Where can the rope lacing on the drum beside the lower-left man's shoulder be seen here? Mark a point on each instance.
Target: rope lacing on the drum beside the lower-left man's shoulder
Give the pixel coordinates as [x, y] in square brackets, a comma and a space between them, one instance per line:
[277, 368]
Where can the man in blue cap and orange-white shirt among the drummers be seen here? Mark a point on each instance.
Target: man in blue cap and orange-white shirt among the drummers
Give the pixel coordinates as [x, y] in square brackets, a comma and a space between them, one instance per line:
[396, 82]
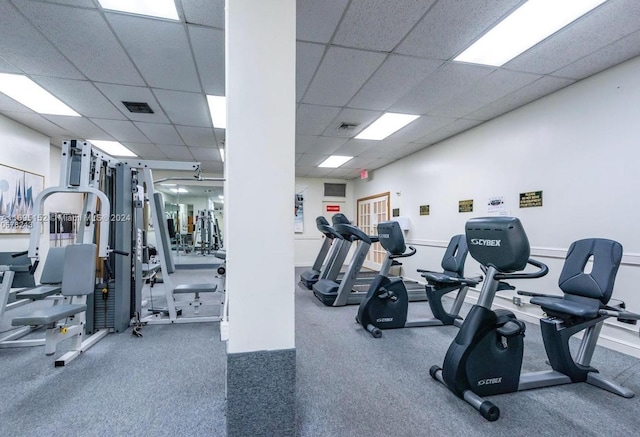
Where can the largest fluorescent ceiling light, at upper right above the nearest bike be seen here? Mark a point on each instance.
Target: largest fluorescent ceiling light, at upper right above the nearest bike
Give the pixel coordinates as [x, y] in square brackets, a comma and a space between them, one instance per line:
[525, 27]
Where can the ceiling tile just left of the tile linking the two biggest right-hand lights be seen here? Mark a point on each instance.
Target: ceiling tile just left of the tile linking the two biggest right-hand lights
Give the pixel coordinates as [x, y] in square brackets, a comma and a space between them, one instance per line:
[397, 76]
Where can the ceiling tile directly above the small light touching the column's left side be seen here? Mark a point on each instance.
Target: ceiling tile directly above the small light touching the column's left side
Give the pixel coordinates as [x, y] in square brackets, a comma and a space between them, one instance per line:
[208, 49]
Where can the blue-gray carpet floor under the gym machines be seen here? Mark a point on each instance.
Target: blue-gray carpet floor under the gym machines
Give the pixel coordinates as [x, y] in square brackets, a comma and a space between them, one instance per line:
[171, 382]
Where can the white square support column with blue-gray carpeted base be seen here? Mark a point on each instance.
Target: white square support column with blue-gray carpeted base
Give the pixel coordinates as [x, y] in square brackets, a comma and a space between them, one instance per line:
[259, 203]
__________________________________________________
:: YOUR ASSIGNMENT ::
Write out the listing above exactly as it stands, pictures excluded.

:: OUTPUT BELOW ::
Where can the rope lacing on the drum beside the lower-left man's shoulder be seen here? Mark a point on each instance.
Target: rope lacing on the drum beside the lower-left man's shoulder
Give the pixel coordinates as [x, y] in square brackets, a comma and a space between them, one instance per line:
[277, 368]
Where can the man in blue cap and orange-white shirt among the drummers be seen here? Mark a point on each instance.
Target: man in blue cap and orange-white shirt among the drummers
Give the pixel coordinates as [x, y] in square brackets, a comma and a space between them, one instance per line:
[396, 82]
Where can the largest fluorescent ceiling light, at upper right above the nearest bike be seen here? Mark a point on each instance.
Target: largest fluorescent ceiling light, at upper right above the nearest bike
Give the pixel coordinates as [x, y] in square brackets, a comma and a space between them, one instance per line:
[525, 27]
Where can the ceiling tile just left of the tile linking the two biggest right-hand lights be seen here? Mark a point on each instance.
Target: ceiling tile just left of the tile linking the two biggest right-hand lights
Give the pixel coordinates as [x, y] in square brackets, a comma and a space between them, one instance per line:
[397, 76]
Where can the ceiling tile directly above the small light touching the column's left side be seen here? Mark a point on each instance.
Target: ceiling tile directly above the small light touching the column's left side
Give the pixel coordinates as [x, y] in square brackets, a comma and a space between them, one instance per line:
[208, 49]
Where can the blue-gray carpet floor under the gym machines be seen here? Mark a point on each instance.
Target: blue-gray carpet floor under the gym machines
Give the pixel coordinates as [x, y] in square brackets, a comma and a space between them, one instance per line:
[171, 382]
Where can the white square support column with blue-gray carpeted base be seen here? Mark a point on each instance.
Target: white square support column with blue-gray carpeted base
Give the pixel coordinates as [x, y] in square brackets, a comma and a space between them, one instance per line:
[259, 203]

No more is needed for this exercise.